Exercises to complete:
1) Reproduce the passage on amending pleadings from "13) From the" to "is certainly objectionable.".
2) According to the passage on amending pleadings, what does the original plaint say about the deed of adoption in favor of defendant No.1?
3) Continue the passage on amending pleadings from its last sentence.

Text shown:
13) From the aforesaid enunciation of law on the subject, it is clear that the Court has to be liberal in allowing the prayer for amendment of pleadings. However, when it comes to the amendment of the plaint, there is a slight difference in the sense that while allowing amendment of a written statement, general principle is that the amendment should be allowed even if it amounts to addition of new grounds of defence, substituting or altering a defence or taking inconsistent pleas in the written statement, the same principle cannot be applied while considering an application for amendment of a plaint as the same stands on a different footing. Adding, altering or substituting a new cause of action in the plaint is certainly objectionable.
14) In the light of aforesaid principles, let us now consider the facts of the instant case. In the original plaint, the plaintiff claims that he is owner in possession of one half of the property left behind by his uncle, deceased Salam Bhat, whereas other half is owned and possessed by the defendants who also happen to be the successors-in-interest of other cousin brother of Salam Bhat. In the original plaint, it is claimed by the plaintiff that the deed of adoption in favour of defendant No.1 is null and void and, as such, the property of deceased Salam Bhat has to devolve upon his heirs as per Muslim Personal Law. However, by way of proposed amendment, the plaintiff claims that in the absence of deed of adoption, he would be the lone legal heir entitled to ownership and possession of the property left behind of deceased Salam Bhat, which is clearly in contradiction to his claim made in the original plaint.

Data supplied:
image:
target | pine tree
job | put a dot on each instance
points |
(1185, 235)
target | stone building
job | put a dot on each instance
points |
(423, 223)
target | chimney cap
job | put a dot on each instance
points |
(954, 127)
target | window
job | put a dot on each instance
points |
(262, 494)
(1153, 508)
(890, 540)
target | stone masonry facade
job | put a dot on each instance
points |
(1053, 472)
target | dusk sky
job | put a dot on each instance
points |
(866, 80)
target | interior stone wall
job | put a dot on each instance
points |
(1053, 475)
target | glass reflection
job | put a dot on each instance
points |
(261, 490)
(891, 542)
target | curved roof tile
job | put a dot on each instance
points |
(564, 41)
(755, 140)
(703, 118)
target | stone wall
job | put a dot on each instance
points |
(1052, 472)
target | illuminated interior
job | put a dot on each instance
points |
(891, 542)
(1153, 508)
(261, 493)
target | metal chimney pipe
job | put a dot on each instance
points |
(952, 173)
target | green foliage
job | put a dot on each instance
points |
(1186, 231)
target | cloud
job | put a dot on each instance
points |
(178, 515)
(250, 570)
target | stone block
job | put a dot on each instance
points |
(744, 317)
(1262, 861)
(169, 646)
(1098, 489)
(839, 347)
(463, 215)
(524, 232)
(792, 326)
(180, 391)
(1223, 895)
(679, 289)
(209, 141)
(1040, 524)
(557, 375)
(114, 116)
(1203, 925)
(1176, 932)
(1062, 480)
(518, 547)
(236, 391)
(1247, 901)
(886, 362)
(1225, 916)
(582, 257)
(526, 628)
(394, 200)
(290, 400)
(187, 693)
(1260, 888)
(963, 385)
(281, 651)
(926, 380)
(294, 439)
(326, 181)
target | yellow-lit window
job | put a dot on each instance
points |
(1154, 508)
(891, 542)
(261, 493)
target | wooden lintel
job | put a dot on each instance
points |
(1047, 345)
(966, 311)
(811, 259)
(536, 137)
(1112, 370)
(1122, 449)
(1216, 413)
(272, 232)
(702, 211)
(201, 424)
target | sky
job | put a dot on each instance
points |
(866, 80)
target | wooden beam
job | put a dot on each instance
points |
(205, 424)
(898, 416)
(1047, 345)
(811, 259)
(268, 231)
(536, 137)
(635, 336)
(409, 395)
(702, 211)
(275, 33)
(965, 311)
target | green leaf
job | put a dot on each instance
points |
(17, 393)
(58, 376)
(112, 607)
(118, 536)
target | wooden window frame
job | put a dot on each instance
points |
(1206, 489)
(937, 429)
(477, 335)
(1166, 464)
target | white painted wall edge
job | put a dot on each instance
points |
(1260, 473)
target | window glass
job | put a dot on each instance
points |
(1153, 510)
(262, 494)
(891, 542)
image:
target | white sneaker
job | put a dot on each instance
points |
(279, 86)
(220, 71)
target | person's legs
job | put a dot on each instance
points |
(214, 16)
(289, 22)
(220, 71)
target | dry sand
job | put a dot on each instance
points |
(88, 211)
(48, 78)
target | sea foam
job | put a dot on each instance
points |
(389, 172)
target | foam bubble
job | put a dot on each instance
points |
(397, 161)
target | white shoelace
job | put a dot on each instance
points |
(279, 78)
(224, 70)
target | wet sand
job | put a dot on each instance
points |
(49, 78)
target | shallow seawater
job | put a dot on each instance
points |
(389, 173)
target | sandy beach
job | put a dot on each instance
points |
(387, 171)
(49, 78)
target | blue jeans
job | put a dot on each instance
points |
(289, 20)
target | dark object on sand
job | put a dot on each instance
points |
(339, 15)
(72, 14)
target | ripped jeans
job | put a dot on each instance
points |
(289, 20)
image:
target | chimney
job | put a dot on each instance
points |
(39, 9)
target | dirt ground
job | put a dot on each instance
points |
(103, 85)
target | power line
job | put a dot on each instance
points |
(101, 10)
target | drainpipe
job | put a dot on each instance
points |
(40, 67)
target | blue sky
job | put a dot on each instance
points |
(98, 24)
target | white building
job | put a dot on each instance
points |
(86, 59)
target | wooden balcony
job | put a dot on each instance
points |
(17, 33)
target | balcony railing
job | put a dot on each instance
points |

Response list:
1)
13) From the aforesaid enunciation of law on the subject, it is clear that the Court has to be liberal in allowing the prayer for amendment of pleadings. However, when it comes to the amendment of the plaint, there is a slight difference in the sense that while allowing amendment of a written statement, general principle is that the amendment should be allowed even if it amounts to addition of new grounds of defence, substituting or altering a defence or taking inconsistent pleas in the written statement, the same principle cannot be applied while considering an application for amendment of a plaint as the same stands on a different footing. Adding, altering or substituting a new cause of action in the plaint is certainly objectionable.

2) It claims the deed of adoption is null and void.

3)
15) Apart from the above, in the original plaint, the plaintiff claims a decree of partition in respect of the suit property against the defendants whereas by way of proposed amendment, he has sought substitution of relief of partition by a decree of possession of whole of the property left behind by deceased Salam Bhat. Thus, the plaintiff seeks to change the very nature of the suit. Even the cause of action is sought to be changed by the plaintiff by amending the para of the plaint which relates to the cause of action. In the original suit, the plaintiff has claimed that he had sought partition of the property from defendant No.1 and when he refused, he filed the suit but by way of proposed amendment, the plaintiff has pleaded that he had sought possession of the property from defendant No.1 which he refused.
16) Inconsistent pleas can be taken and even subsequent events can be allowed to be incorporated by way of amendment but not when the total cause of action is going to be changed. There is no doubt that liberal approach has to be adopted while considering an application for amendment of the pleadings in order to avoid multiplicity of litigation but it does not mean that the plaintiff should be permitted to set up a total new cause of action or incorporate new pleas which are inconsistent with the pleadings of the original plaint.
17) The amendment sought by the plaintiff by way of application which he had filed before the learned trial court, if allowed would have amounted to not only the change of cause of action but also to change of nature of the suit. Therefore, the same did not deserve to be allowed and the learned trial court has rightly rejected the same. The impugned order passed by the learned trial court, therefore, does not call for any interference by this Court. The petition lacks merit and is dismissed accordingly.
(Sanjay Dhar) Judge Srinagar 16.12.2022 “Bhat Altaf, PS”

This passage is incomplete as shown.